### TASK DETAILS
Repeat, line for line, only the span that opens at the "detect the dry grass field" line and closes at the final line below. Skip the pictures.

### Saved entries
──────────

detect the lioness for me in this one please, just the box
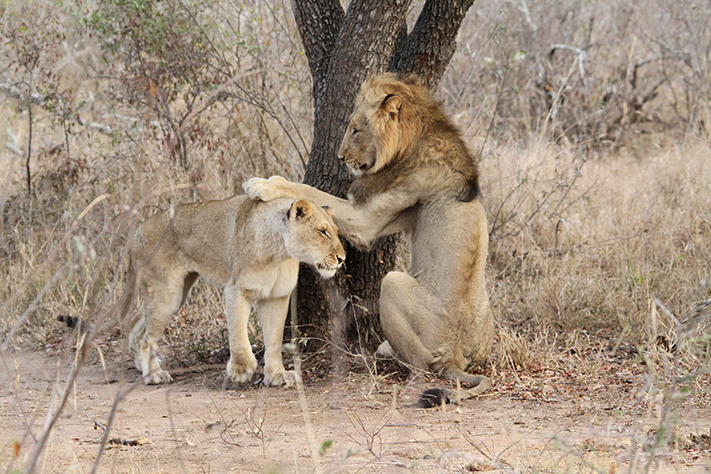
[243,73,493,406]
[123,195,345,386]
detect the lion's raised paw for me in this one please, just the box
[242,176,290,202]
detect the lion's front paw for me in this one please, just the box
[376,340,397,358]
[227,355,258,384]
[242,176,290,202]
[144,369,173,385]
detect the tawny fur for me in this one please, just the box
[121,196,344,386]
[243,73,493,403]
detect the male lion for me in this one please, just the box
[122,195,345,386]
[243,73,493,406]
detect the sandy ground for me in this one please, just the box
[1,347,711,474]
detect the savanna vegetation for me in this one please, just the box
[1,0,710,472]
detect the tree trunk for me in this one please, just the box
[291,0,476,360]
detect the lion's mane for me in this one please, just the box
[348,73,480,204]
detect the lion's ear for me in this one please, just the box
[381,94,401,119]
[321,205,333,216]
[290,199,313,220]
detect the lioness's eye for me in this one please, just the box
[352,128,359,136]
[319,229,329,238]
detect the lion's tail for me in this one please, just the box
[417,368,490,408]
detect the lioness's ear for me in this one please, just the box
[321,205,333,216]
[381,94,401,119]
[291,199,313,220]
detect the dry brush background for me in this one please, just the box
[1,0,710,472]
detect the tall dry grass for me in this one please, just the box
[0,0,310,356]
[483,140,711,338]
[1,1,710,471]
[0,0,707,374]
[0,0,708,384]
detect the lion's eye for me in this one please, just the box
[319,229,329,238]
[352,128,359,136]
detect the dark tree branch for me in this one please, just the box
[26,71,34,196]
[289,0,474,354]
[388,20,410,73]
[290,0,413,354]
[304,0,411,196]
[390,0,476,88]
[291,0,344,107]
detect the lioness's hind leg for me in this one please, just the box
[225,285,258,384]
[132,274,186,385]
[379,271,441,370]
[256,296,292,387]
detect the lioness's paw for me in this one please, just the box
[281,370,299,388]
[144,369,173,385]
[263,368,299,387]
[242,176,289,202]
[227,355,258,384]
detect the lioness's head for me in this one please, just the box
[285,199,345,278]
[338,73,431,175]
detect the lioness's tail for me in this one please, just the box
[117,254,139,333]
[58,255,139,336]
[418,368,490,408]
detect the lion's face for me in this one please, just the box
[338,76,403,175]
[338,111,378,175]
[285,199,345,278]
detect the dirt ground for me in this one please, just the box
[1,346,711,474]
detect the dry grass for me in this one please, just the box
[483,140,711,338]
[1,0,711,472]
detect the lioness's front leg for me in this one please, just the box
[224,285,258,384]
[256,296,297,387]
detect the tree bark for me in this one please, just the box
[291,0,343,109]
[290,0,476,358]
[389,0,476,87]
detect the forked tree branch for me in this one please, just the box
[287,0,474,351]
[291,0,344,107]
[303,0,411,195]
[389,0,476,88]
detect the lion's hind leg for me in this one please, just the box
[380,271,491,407]
[129,317,172,385]
[378,271,441,370]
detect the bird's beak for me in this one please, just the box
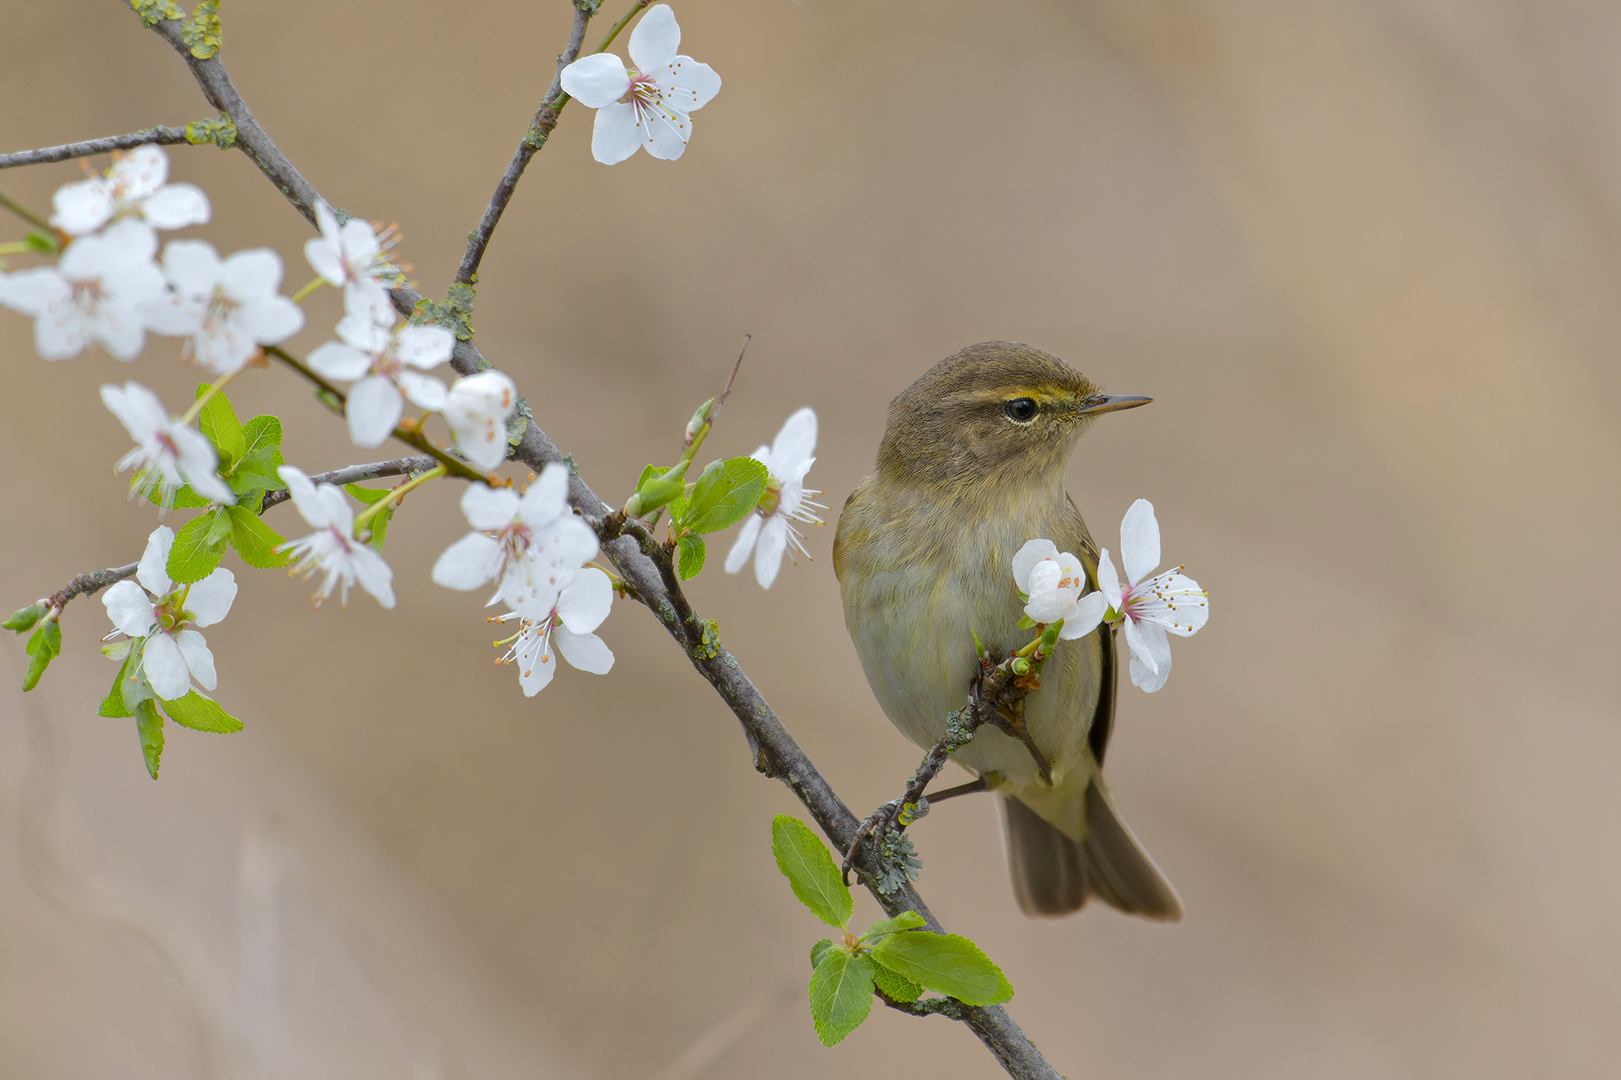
[1076,393,1153,417]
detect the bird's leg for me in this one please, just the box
[841,799,903,885]
[989,698,1054,785]
[922,777,988,804]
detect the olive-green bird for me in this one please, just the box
[833,342,1182,920]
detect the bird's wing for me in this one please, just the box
[1061,493,1116,766]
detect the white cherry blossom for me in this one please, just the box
[101,380,235,507]
[140,240,304,374]
[724,407,824,589]
[431,463,599,610]
[443,370,517,471]
[49,145,209,237]
[1096,499,1209,693]
[559,4,722,164]
[307,296,453,448]
[495,567,616,696]
[273,466,395,608]
[1010,539,1107,639]
[102,526,237,701]
[0,220,164,360]
[303,201,399,325]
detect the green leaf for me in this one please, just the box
[684,456,768,534]
[168,485,211,509]
[134,699,164,780]
[4,604,45,633]
[168,511,226,583]
[22,620,62,692]
[232,416,286,497]
[180,0,221,58]
[871,962,925,1004]
[195,383,245,470]
[810,938,835,970]
[98,661,132,719]
[160,690,243,734]
[808,949,875,1047]
[344,484,395,549]
[869,932,1013,1006]
[677,533,706,580]
[771,814,853,929]
[225,506,287,568]
[627,466,687,516]
[120,645,156,714]
[859,910,927,943]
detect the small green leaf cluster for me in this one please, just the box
[11,610,62,692]
[98,636,242,780]
[162,386,290,583]
[180,0,221,59]
[184,113,236,149]
[770,815,1013,1047]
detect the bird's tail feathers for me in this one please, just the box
[1000,777,1182,921]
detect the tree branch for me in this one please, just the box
[454,0,598,284]
[0,127,189,170]
[131,9,1061,1077]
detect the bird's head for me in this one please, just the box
[877,341,1150,489]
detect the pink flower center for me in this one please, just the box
[499,521,533,564]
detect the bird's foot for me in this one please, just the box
[842,799,903,885]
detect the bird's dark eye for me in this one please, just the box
[1005,397,1038,423]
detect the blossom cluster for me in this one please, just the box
[1014,500,1209,692]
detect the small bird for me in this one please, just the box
[834,342,1181,920]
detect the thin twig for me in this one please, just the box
[46,563,140,612]
[0,189,53,232]
[0,127,188,170]
[706,334,750,431]
[132,9,1060,1076]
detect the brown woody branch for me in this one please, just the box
[0,126,188,170]
[131,7,1060,1077]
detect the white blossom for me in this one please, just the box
[303,201,399,325]
[559,4,721,164]
[431,463,599,610]
[1096,499,1209,693]
[443,370,517,471]
[272,465,395,609]
[0,220,164,360]
[49,145,209,237]
[101,380,235,507]
[102,526,237,701]
[140,240,304,374]
[307,295,453,448]
[495,567,616,696]
[724,407,824,589]
[1010,540,1107,639]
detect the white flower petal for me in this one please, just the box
[518,462,571,525]
[1096,548,1123,612]
[172,424,235,504]
[560,52,632,109]
[1011,540,1060,593]
[395,323,453,369]
[771,407,818,472]
[444,371,516,470]
[219,248,282,301]
[113,146,169,201]
[50,179,114,235]
[656,57,721,111]
[555,625,614,674]
[518,635,556,696]
[160,239,222,297]
[91,300,152,361]
[174,629,216,691]
[137,526,175,596]
[185,568,236,627]
[140,184,210,230]
[1058,591,1108,639]
[349,545,396,608]
[307,341,373,381]
[234,295,304,345]
[96,219,162,269]
[754,516,788,589]
[101,381,168,442]
[629,3,681,71]
[142,632,192,699]
[556,568,613,635]
[591,101,645,165]
[277,466,331,528]
[398,371,448,411]
[460,483,522,530]
[1126,619,1173,692]
[642,107,691,160]
[432,533,504,591]
[1135,570,1208,637]
[103,580,158,638]
[346,375,404,448]
[724,513,762,573]
[1120,498,1161,586]
[1,266,71,316]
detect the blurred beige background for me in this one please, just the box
[3,0,1619,1076]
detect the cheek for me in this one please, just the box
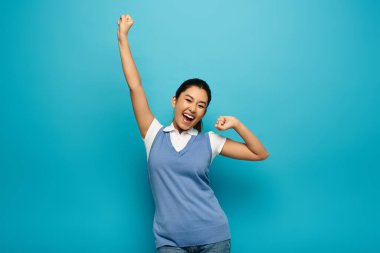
[197,111,206,120]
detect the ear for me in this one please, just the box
[171,96,176,108]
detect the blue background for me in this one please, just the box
[1,0,379,252]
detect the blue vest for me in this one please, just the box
[148,126,231,248]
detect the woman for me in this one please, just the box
[117,14,269,253]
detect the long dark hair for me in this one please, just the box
[175,78,212,132]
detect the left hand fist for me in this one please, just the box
[214,116,239,131]
[117,14,134,38]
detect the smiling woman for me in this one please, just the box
[181,93,207,124]
[171,80,210,132]
[117,13,269,253]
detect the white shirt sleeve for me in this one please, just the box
[208,131,227,162]
[142,118,163,161]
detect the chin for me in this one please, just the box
[180,122,192,130]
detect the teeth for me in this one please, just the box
[184,113,195,119]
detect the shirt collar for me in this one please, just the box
[163,122,198,136]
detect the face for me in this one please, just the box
[171,86,209,132]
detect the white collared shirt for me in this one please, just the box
[143,118,227,163]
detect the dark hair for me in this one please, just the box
[175,78,212,132]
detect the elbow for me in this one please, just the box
[246,152,269,161]
[258,152,270,161]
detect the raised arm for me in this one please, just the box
[117,14,154,139]
[215,116,269,161]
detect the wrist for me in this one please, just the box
[118,34,129,43]
[233,120,242,131]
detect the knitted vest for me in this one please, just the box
[148,126,231,248]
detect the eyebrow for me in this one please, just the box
[185,94,207,105]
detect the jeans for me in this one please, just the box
[157,239,231,253]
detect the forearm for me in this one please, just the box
[118,36,142,90]
[233,121,269,157]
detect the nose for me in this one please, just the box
[189,104,196,113]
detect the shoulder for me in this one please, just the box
[143,118,163,142]
[143,118,163,160]
[207,131,227,159]
[208,131,227,143]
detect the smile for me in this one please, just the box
[182,113,195,124]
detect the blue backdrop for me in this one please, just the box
[1,0,379,252]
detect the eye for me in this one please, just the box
[185,99,192,102]
[198,105,205,109]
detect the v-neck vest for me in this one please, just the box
[148,126,231,248]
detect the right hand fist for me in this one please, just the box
[117,14,134,38]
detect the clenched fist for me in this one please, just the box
[215,116,240,131]
[117,14,134,38]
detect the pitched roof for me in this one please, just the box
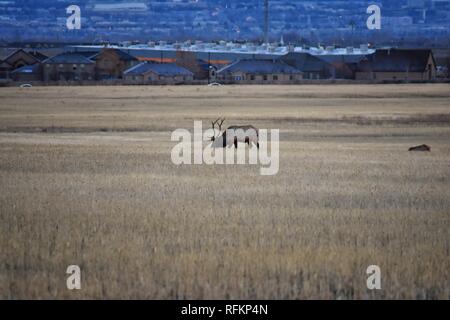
[73,51,99,59]
[217,59,302,74]
[91,48,138,61]
[318,54,368,64]
[356,49,434,73]
[124,62,193,76]
[27,50,48,62]
[280,52,330,72]
[0,61,12,68]
[113,49,138,61]
[1,49,25,61]
[2,49,41,64]
[43,53,95,64]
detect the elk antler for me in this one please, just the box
[217,118,225,133]
[211,118,221,138]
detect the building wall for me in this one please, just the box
[124,72,193,83]
[11,65,42,82]
[0,64,12,79]
[43,63,95,81]
[331,63,357,79]
[175,51,208,80]
[303,72,319,80]
[356,71,433,81]
[124,74,145,82]
[11,73,42,82]
[356,53,437,81]
[95,49,138,80]
[282,63,332,80]
[218,72,303,83]
[145,71,193,83]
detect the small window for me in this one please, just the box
[273,75,278,81]
[289,75,294,80]
[46,64,50,68]
[250,75,255,81]
[80,64,85,68]
[59,64,63,68]
[263,75,268,81]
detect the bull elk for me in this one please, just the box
[210,118,260,149]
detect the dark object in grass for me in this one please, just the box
[409,144,431,152]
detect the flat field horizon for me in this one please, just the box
[0,84,449,299]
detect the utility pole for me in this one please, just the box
[264,0,269,45]
[349,20,356,48]
[208,51,211,84]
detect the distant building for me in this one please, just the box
[91,48,139,80]
[2,49,46,69]
[42,53,95,81]
[123,62,194,83]
[175,51,212,80]
[0,61,13,79]
[355,49,437,81]
[216,59,303,83]
[280,52,333,79]
[317,54,369,79]
[0,49,47,79]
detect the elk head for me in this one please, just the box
[210,117,225,142]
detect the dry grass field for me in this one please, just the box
[0,84,449,299]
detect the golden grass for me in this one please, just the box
[0,84,449,299]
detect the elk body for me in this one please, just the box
[210,118,259,149]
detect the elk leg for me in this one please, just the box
[257,142,260,149]
[245,137,250,145]
[234,136,238,149]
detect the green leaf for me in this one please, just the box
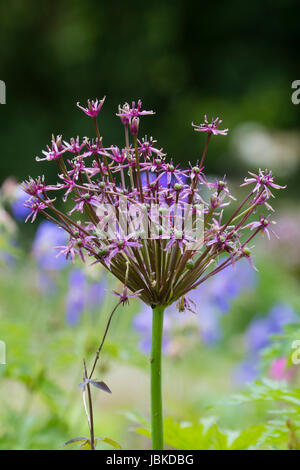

──────────

### RESPONSE
detect the dry grass field for me in this one please, just the box
[0,84,449,299]
detect the golden grass for me in this one please, just the box
[0,84,449,299]
detect the elk body for me in this one please, just the box
[210,118,259,149]
detect the elk leg for me in this one please, just the box
[257,142,260,149]
[245,137,250,145]
[234,136,238,149]
detect the green leaf for me in this one please, just the box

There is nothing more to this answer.